**AIM**
Copy out the rows below with every "Quickstart" swapped for "Usage", keeping everything else the same.

------------------------------------------------------------

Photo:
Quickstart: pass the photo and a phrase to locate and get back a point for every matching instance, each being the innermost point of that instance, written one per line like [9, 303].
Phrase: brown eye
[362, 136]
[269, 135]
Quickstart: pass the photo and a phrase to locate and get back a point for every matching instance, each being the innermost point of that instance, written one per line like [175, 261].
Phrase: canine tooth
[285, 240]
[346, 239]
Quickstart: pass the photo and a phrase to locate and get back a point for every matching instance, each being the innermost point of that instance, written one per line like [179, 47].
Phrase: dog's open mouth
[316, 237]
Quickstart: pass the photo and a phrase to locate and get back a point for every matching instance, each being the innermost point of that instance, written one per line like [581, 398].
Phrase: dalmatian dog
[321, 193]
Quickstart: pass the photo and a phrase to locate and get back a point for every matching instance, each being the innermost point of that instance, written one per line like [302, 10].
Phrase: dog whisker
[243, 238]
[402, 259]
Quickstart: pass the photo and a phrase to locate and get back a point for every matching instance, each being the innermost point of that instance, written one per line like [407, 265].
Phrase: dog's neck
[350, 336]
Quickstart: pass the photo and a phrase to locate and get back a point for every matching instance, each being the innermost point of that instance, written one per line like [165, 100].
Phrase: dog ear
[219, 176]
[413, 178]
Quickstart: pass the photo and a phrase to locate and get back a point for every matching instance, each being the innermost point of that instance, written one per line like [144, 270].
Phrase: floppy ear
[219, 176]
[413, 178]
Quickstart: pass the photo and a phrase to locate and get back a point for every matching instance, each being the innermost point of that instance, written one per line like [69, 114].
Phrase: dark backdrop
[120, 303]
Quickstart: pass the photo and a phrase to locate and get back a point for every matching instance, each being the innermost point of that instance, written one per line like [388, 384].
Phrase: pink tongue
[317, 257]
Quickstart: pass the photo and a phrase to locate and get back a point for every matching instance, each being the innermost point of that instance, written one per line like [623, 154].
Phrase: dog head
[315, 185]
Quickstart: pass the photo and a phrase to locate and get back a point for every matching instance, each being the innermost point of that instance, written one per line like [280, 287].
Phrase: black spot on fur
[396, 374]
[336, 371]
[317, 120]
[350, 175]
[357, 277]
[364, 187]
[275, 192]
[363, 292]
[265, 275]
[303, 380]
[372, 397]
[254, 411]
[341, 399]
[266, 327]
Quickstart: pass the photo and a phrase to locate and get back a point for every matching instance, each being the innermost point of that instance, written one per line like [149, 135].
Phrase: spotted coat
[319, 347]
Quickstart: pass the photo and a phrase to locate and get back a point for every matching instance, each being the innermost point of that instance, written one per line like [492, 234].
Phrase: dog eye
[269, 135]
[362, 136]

------------------------------------------------------------

**TASK RESPONSE**
Photo:
Usage: pass the photo and a phrase to locate and get back a point for every matching instance, each being the innermost point of that instance, written one per line like [9, 303].
Phrase: brown eye
[362, 136]
[269, 135]
Usage: pass the photo and a phrase to locate and get back a point for every matching instance, each being the innermost point of that instance, written one per line like [175, 261].
Phrase: canine tooth
[285, 240]
[346, 239]
Usage: pass the photo and a phrase to locate and get back a point for every matching instance, each being the innermost point of that instance, written one per line like [179, 47].
Phrase: dog's open mouth
[316, 237]
Usage: pass the photo and a phrase to locate and get back a point for every matching instance, each being the innermost point of that instance, written one per line like [581, 398].
Phrase: dalmatian dog
[321, 193]
Usage: pass the photo and a phrase to locate and get back a point for every matching instance, each being the innermost point of that instance, written one per line like [302, 10].
Phrase: dog whisker
[243, 238]
[402, 259]
Usage: pass the photo and a phrase to locate and get back a point for every matching instance, each being the innermost point of that instance, written one per line like [407, 265].
Phrase: dog's neck
[350, 336]
Usage: pass the photo and a phrase to locate and get back a point for every matching instance, each being the innermost point of that instance, written one per line like [165, 100].
Phrase: dog ear
[219, 176]
[413, 178]
Usage: pass the photo and a phrase to locate and get back a point for every matching instance, each being the innermost point of that instance, written one per line like [144, 270].
Phrase: floppy ear
[219, 176]
[413, 178]
Usage: pass the photo and a phrase to locate and get back a point for every matching instance, each being the innermost point of that instance, written one per line like [69, 114].
Phrase: dark backdrop
[120, 303]
Usage: pass the photo and a phrase to locate and get back a point for every matching instance, each being the innermost point of that instance, written one per line like [388, 384].
Phrase: pink tongue
[317, 257]
Usage: pass the photo and a phrase to locate and get back a point for every matching instance, each being the innermost point of that instance, written one per line like [623, 154].
Phrase: dog head
[315, 185]
Usage: pass the photo and a phrase to locate and get back a point for every matching instance, each being the innermost point of that instance, written one per line like [280, 287].
Phrase: black spot on fur
[396, 374]
[336, 371]
[317, 120]
[350, 175]
[357, 277]
[364, 187]
[275, 192]
[363, 292]
[265, 275]
[303, 380]
[372, 397]
[254, 411]
[341, 399]
[266, 327]
Usage: pass the photo and a phrase to locate and get back a point for every matching instance, each being the innermost point of that instance, written one per line like [149, 135].
Phrase: spotted coat
[319, 347]
Usage: pass the photo and a phrase to locate and get back a point for every matching instance, each being the innermost point of that instance, written one per line like [492, 234].
Phrase: dog eye
[269, 135]
[362, 136]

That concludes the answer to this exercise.